→ **Direction**
Transcribe each line exactly.

-- START OF Given records --

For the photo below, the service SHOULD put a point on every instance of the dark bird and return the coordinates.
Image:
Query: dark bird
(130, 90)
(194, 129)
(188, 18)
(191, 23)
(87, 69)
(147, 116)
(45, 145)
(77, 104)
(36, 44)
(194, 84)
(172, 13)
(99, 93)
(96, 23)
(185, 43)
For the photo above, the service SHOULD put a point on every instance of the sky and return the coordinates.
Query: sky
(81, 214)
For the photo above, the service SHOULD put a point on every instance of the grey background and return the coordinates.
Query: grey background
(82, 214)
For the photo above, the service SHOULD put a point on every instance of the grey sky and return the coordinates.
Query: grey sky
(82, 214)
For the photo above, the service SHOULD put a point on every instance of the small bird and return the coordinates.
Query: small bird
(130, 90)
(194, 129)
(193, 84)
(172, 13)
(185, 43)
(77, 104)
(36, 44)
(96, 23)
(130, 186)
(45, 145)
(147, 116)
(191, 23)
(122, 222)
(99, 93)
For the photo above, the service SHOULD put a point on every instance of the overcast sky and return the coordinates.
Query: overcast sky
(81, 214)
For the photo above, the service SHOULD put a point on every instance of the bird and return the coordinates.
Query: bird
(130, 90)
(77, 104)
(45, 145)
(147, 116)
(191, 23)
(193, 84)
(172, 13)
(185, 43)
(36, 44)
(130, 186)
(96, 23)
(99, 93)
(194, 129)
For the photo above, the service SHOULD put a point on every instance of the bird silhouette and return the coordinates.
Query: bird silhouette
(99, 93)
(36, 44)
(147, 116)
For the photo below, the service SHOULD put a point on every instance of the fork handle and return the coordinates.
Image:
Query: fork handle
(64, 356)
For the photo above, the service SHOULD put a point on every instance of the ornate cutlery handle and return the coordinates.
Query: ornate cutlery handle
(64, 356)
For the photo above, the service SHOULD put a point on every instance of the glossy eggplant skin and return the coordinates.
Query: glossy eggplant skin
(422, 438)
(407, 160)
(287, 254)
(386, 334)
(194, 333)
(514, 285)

-- END OF Given records --

→ **Complete output**
For the photo below, the service SHOULD put a point on every instance of the dark bird and return the coordinates.
Image:
Query: dark bird
(130, 90)
(194, 129)
(188, 18)
(191, 23)
(87, 69)
(147, 116)
(45, 145)
(77, 104)
(36, 44)
(194, 84)
(172, 13)
(99, 93)
(96, 23)
(185, 43)
For the photo above, the service SHOULD put a point on every instance of the sky and return the coordinates.
Query: sky
(81, 214)
For the photo above, the service SHOULD put a point on every instance of the grey background and return the coordinates.
Query: grey background
(82, 214)
For the photo above, the service SHOULD put a point on every instance of the grey sky and return the coordinates.
Query: grey sky
(82, 214)
For the photo above, the service SHOULD put a point on every instance of the small bird and return the coordinates.
Query: small bird
(130, 90)
(194, 129)
(193, 84)
(172, 13)
(185, 43)
(77, 104)
(36, 44)
(96, 23)
(130, 186)
(45, 145)
(147, 116)
(191, 23)
(122, 222)
(99, 93)
For the photo above, the service SHOULD put a point on every instance of the overcast sky and return the coordinates.
Query: overcast sky
(81, 214)
For the photo above, the service SHOULD put a point on every instance of the bird and return the coordinates.
Query: bird
(130, 90)
(77, 104)
(45, 145)
(147, 116)
(191, 23)
(193, 84)
(172, 13)
(185, 43)
(36, 44)
(130, 186)
(96, 23)
(99, 93)
(194, 129)
For the photo above, the service SHOULD put a point on every instance of the bird silhouette and return the coordinates.
Query: bird silhouette
(99, 93)
(36, 44)
(147, 116)
For the photo below, the service SHOULD put a point on every instance of the fork handle and return the coordinates.
Image:
Query: fork handle
(64, 356)
For the photo above, the service SHOULD put a point on every instance of the ornate cutlery handle and return the coordinates.
Query: ornate cutlery handle
(64, 356)
For the photo above, the service SHOULD put a point on every instance of the glossy eggplant skin and return the coordinates.
Query: glossy eggplant skin
(422, 438)
(407, 160)
(287, 254)
(386, 334)
(194, 333)
(514, 285)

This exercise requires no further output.